Submission received: 27 September 2021 / Revised: 19 October 2021 / Accepted: 24 October 2021 / Published: 28 October 2021
(This article belongs to the Special Issue Recycling and Resource Recovery from Polymers)

Abstract

:
Over the last years, the replacement of traditional polymer modifiers with waste plastics has attracted increasing interest. The implementation of such technology would allow a drastic reduction of both production cost and landfill disposal of wastes. Among all, polyethylene-based plastics have been proved suitable for this purpose. The research activities presented in this paper aim to assess the synergistic effect of polyethylene and Fischer–Tropsch waxes on the viscoelastic properties and performance of the bitumen. In order to reduce the blending time, waxes, and polyethylene need to be added simultaneously. In fact, the presence of the waxes reduces the polarity of the bitumen matrix and increases the affinity with the polymer promoting its dispersion. Results demonstrate that the chain length of the waxes, the form of the added waste polyethylene, and the blending protocol have critical effects on the time-evolution of such properties. Short-chain waxes have a detrimental impact on the rutting resistance regardless of the blending protocol. On the contrary, long-chain waxes improve the overall behavior of the polyethylene-modified binders and, in particular, the resistance to permanent deformations.

• Instruction
According to the abstract, how do short-chain waxes affect rutting resistance?

• Data listing

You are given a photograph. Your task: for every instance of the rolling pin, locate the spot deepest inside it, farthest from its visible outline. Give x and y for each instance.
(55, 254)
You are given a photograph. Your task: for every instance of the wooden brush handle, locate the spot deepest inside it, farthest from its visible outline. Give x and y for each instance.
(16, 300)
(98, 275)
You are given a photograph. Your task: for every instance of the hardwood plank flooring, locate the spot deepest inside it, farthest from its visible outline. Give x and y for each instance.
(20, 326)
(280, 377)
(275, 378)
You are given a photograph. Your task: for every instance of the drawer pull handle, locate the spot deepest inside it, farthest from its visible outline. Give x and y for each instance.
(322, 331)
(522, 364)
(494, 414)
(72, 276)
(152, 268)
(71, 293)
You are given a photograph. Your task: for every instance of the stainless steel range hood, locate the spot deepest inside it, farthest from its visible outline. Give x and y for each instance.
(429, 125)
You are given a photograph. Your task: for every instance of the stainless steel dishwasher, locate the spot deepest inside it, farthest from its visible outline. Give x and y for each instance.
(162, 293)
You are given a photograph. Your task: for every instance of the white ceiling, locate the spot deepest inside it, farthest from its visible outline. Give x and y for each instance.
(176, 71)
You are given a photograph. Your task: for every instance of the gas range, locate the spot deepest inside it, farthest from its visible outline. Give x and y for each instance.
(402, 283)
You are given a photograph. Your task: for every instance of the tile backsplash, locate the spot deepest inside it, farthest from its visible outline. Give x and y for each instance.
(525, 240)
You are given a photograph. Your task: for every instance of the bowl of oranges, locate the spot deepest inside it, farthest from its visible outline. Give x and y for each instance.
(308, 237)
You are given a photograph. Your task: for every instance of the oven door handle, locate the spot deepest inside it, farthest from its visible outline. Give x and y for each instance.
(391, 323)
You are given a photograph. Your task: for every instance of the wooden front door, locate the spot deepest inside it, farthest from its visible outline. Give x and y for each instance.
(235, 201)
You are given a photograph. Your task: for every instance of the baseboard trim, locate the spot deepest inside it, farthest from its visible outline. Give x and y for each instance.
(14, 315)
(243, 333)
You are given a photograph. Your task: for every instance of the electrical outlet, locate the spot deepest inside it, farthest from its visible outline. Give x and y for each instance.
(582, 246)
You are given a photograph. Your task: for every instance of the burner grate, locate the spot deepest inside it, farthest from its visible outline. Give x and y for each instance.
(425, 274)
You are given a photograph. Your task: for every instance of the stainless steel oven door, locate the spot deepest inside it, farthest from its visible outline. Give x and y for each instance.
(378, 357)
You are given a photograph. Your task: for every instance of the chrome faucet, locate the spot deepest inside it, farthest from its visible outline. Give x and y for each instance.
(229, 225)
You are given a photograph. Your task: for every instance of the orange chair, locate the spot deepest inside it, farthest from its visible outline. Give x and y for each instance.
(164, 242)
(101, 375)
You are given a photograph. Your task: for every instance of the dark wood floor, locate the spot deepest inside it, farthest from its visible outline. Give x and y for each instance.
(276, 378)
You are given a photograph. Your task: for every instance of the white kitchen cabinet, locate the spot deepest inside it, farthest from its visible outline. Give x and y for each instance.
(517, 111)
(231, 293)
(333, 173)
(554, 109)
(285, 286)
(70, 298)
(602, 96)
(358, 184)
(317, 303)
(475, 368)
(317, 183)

• Correct answer
They have a detrimental impact on rutting resistance, regardless of the blending protocol.